Lista de exercícios:
(A) Atualize o trecho do texto sobre o samba que começa em "Ninguém samba todo" e vai até "viver numa favela.", trocando "clichê" por "batido".
(B) No texto sobre o samba, quais intérpretes são imaginados cantando o sambinha?

───── Texto ─────

Não me comprometo com início, meio e fio. Pois fiz um samba.

 

Morro do Socorro

Subi no morro, subi no morro

Fui em busca de Socorro

Subi no morro, subi no morro

Quis sentir a alma do meu povo

Nunca é tarde pra nascer de novo

Subi no morro, subi no morro

Numa roda de cachorras encontrei Ana Patrícia

Hoje sei que a vida pode ser uma delícia

Subi no morro, subi no morro

Mas nem tudo é alegria

Ninguém samba todo dia

Subi no morro, subi no morro

De lá não desço mais

Se descer eu morro

Subi no morro, subi no morro

Não sei se o pessoal do samba vai aprovar essa história de roda de cachorras. Ia colocar roda de bambas, mas achei clichê. Samba e funk não dialogam? Na minha cabeça, tudo fala. Imagino este meu sambinha cantado por Glau Barros, por Zeca Pagodinho e por Neguinho da Beija-Flor. Sou modestamente megalomaníaco. Acho que seria uma excelente trilha para uma novela de televisão passada numa comunidade, a história de um cara que deixa o asfalto e vai viver numa favela.

Todo grande sambista é poeta. Quer poesia pura? Clara Nunes fez: “Dei um aperto de saudade/No meu tamborim/Molhei o pano da cuíca/Com as minhas lágrimas/Dei meu tempo de espera/Para a marcação e cantei/A minha vida na avenida sem empolgação”. Eu me arrepio. Eu me emociono. Sei que tem grande sambista branco. Noel Rosa é a prova sambada dessa afirmação. Chico Buarque também. Mas o samba para mim é negro. Maravilhosamente negro. Como o futebol. Ainda que o futebol possa ir do samba ao tango, é negro. Foi a negritude de Pelé que o fez reinventar o futebol assim como Pablo Picasso reinventou a pintura.

Receberei mensagens assim: “Que sambinha rastaquera, tchê! Que letrinha mais medíocre”. Não me abalo. Tenho o couro duro. Na solidão da minha mente consigo cantá-lo e gosto muito. Ouço aplausos e gente pedindo bis. É o que me basta. O resto a imaginação faz. Obra-prima. Modestamente, claro.

───── Extrato de dados ─────

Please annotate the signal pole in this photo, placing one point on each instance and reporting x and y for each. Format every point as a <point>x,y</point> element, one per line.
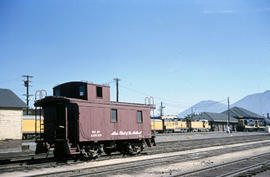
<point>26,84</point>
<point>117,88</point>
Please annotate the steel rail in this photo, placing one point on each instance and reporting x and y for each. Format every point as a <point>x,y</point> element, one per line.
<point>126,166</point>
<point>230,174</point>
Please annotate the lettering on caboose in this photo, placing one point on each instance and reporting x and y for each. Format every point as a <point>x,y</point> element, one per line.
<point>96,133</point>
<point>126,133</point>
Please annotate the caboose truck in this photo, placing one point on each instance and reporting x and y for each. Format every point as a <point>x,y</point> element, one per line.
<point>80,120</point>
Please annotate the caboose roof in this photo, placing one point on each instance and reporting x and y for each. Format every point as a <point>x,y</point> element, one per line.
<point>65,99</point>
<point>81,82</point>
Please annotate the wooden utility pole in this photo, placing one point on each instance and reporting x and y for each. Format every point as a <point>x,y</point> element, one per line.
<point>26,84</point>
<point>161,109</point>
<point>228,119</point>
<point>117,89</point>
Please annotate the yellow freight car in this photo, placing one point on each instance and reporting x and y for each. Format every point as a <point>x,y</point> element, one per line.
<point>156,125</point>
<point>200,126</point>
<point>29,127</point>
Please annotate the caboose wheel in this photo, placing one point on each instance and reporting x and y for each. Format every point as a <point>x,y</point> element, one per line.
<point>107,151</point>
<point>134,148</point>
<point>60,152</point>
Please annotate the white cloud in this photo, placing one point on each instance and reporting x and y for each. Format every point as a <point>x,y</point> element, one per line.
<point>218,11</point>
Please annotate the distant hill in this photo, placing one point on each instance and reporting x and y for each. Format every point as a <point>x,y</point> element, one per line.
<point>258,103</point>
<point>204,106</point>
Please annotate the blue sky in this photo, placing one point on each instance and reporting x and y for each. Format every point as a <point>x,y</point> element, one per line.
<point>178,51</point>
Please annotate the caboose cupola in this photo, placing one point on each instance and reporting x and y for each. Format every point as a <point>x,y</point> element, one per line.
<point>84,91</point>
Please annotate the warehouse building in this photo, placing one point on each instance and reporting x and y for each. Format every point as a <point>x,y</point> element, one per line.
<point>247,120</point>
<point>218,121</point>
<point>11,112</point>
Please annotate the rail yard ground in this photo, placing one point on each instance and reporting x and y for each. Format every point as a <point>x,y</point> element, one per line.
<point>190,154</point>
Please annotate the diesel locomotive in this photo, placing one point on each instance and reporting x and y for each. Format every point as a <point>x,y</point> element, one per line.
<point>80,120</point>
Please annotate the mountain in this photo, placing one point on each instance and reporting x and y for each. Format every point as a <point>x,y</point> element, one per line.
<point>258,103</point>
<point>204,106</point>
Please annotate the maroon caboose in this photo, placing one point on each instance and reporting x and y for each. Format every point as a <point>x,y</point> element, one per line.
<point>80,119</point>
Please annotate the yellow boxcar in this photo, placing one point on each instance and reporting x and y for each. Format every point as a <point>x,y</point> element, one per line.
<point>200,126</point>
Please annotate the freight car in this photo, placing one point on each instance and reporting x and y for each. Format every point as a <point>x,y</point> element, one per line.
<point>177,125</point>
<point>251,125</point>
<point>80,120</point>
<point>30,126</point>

─────
───── Extrato de dados ─────

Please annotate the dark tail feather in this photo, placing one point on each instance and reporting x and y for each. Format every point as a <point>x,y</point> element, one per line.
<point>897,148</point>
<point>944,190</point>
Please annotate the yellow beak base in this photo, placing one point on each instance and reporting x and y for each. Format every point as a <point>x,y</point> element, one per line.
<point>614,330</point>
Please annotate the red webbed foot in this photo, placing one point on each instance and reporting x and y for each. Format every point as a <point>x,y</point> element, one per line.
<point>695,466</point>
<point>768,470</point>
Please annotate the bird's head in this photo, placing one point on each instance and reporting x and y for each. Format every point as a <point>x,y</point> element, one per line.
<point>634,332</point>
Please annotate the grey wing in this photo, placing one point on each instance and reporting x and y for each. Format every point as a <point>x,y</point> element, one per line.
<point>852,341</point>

─────

Resultados finais:
(A)
Ninguém samba todo dia

Subi no morro, subi no morro

De lá não desço mais

Se descer eu morro

Subi no morro, subi no morro

Não sei se o pessoal do samba vai aprovar essa história de roda de cachorras. Ia colocar roda de bambas, mas achei batido. Samba e funk não dialogam? Na minha cabeça, tudo fala. Imagino este meu sambinha cantado por Glau Barros, por Zeca Pagodinho e por Neguinho da Beija-Flor. Sou modestamente megalomaníaco. Acho que seria uma excelente trilha para uma novela de televisão passada numa comunidade, a história de um cara que deixa o asfalto e vai viver numa favela.

(B) Glau Barros, Zeca Pagodinho e Neguinho da Beija-Flor.